Extracted text |
+-------+

Next up, I decided to buy another pair of super cheap-but-apparently-awesome-sounding Chi-Fi earphones: the Salnotes Zero. These earphones were tuned by the (in)famous audio reviewer Crinacle. These are also about $20, but I feel I overpaid for them by getting them shipped from America for fee instead of from China for free. Shame there's no waifu on the box art this time. These earphones are also meant to be wrapped around your ear, but these have a nice stiff section of the cable near the earphones that is much easier to wrap around your ear than the Chu-chus. And also the cable is detachable from the earphones. Sound, sound, sound... these sound... superb. The only complaint I have is that the bass isn't as fun as on my Superluxes, but the Salnotes Zero sound more detailed than my Superluxes. These are overall excellent earphones.
I have to mention this: detachable cables on IEMs are a really neat thing. I think the biggest reason people want this is for "balanced" cables, something I'm not going to get into, but it's a thing audiophiles use to make their sound apparently better. However, you can use different detachable cables for other uses. For example, if you buy a pair of IEMs with no microphone and you need a mic, you can just buy a cable with a microphone. You can make your IEMs wireless with either a bluetooth cable, or make them totally wireless AirPods-style with wireless ear hooks like the FiiO UTWS5 or the KZ AZ09. This stuff is really neat, but if you want to get into this, do note that different IEMs have different kinds of plugs/ports for the cable attachment and they're not all compatible.

+-------+

Records |
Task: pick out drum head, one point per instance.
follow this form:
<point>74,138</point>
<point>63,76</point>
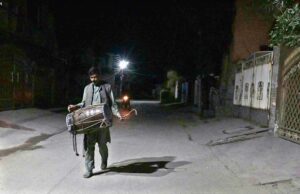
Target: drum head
<point>107,112</point>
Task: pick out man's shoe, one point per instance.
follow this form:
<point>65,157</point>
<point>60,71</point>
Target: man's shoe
<point>104,165</point>
<point>88,174</point>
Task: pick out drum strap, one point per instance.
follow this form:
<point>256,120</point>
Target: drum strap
<point>75,143</point>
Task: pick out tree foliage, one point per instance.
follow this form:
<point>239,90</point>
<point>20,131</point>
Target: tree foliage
<point>286,30</point>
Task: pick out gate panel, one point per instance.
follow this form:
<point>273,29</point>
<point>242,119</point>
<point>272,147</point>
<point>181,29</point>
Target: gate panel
<point>289,119</point>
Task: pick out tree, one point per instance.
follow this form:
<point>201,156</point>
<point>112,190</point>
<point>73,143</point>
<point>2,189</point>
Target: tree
<point>286,30</point>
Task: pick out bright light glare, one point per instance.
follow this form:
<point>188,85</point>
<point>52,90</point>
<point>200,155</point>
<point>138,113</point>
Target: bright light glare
<point>125,98</point>
<point>123,64</point>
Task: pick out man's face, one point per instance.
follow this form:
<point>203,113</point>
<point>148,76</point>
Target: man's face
<point>95,78</point>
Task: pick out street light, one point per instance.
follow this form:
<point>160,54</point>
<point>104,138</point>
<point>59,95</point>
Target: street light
<point>122,65</point>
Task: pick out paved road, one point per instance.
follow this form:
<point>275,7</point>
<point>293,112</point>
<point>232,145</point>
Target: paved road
<point>162,150</point>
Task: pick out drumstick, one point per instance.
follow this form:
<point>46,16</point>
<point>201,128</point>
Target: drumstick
<point>133,110</point>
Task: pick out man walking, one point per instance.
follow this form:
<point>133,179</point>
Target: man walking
<point>95,93</point>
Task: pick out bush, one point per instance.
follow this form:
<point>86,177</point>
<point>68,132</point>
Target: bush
<point>287,28</point>
<point>166,96</point>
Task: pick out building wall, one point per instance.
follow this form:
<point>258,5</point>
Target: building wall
<point>250,30</point>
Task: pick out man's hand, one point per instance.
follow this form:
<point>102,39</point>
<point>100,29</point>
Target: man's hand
<point>72,107</point>
<point>121,118</point>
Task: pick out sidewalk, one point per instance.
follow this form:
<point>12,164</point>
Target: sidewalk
<point>261,164</point>
<point>258,157</point>
<point>23,129</point>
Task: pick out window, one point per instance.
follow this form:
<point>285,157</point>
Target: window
<point>236,92</point>
<point>252,90</point>
<point>260,89</point>
<point>246,91</point>
<point>268,90</point>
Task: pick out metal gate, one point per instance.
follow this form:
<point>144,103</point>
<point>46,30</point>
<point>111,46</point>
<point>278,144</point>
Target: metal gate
<point>289,111</point>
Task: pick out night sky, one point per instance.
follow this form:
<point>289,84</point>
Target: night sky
<point>191,38</point>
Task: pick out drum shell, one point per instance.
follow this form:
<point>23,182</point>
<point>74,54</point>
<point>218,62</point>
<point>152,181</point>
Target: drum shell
<point>90,117</point>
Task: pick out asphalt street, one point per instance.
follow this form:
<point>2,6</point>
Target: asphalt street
<point>163,150</point>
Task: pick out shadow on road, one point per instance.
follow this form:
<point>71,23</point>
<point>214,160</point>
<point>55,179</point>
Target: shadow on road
<point>156,166</point>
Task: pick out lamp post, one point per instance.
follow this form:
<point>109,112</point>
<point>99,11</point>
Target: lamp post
<point>122,65</point>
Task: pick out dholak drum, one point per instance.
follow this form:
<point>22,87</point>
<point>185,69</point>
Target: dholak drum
<point>90,117</point>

+-------+

Set tasks |
1. According to the earphone review, which audio reviewer tuned the Salnotes Zero?
2. Edit the earphone review's passage between "I have to mention" and "not all compatible.", inclusive, and write it out with "neat" replaced by "handy".
The entries above are separate material and have no connection to the earphone review.

Responses in order |
1. Crinacle tuned them.

2.
I have to mention this: detachable cables on IEMs are a really handy thing. I think the biggest reason people want this is for "balanced" cables, something I'm not going to get into, but it's a thing audiophiles use to make their sound apparently better. However, you can use different detachable cables for other uses. For example, if you buy a pair of IEMs with no microphone and you need a mic, you can just buy a cable with a microphone. You can make your IEMs wireless with either a bluetooth cable, or make them totally wireless AirPods-style with wireless ear hooks like the FiiO UTWS5 or the KZ AZ09. This stuff is really handy, but if you want to get into this, do note that different IEMs have different kinds of plugs/ports for the cable attachment and they're not all compatible.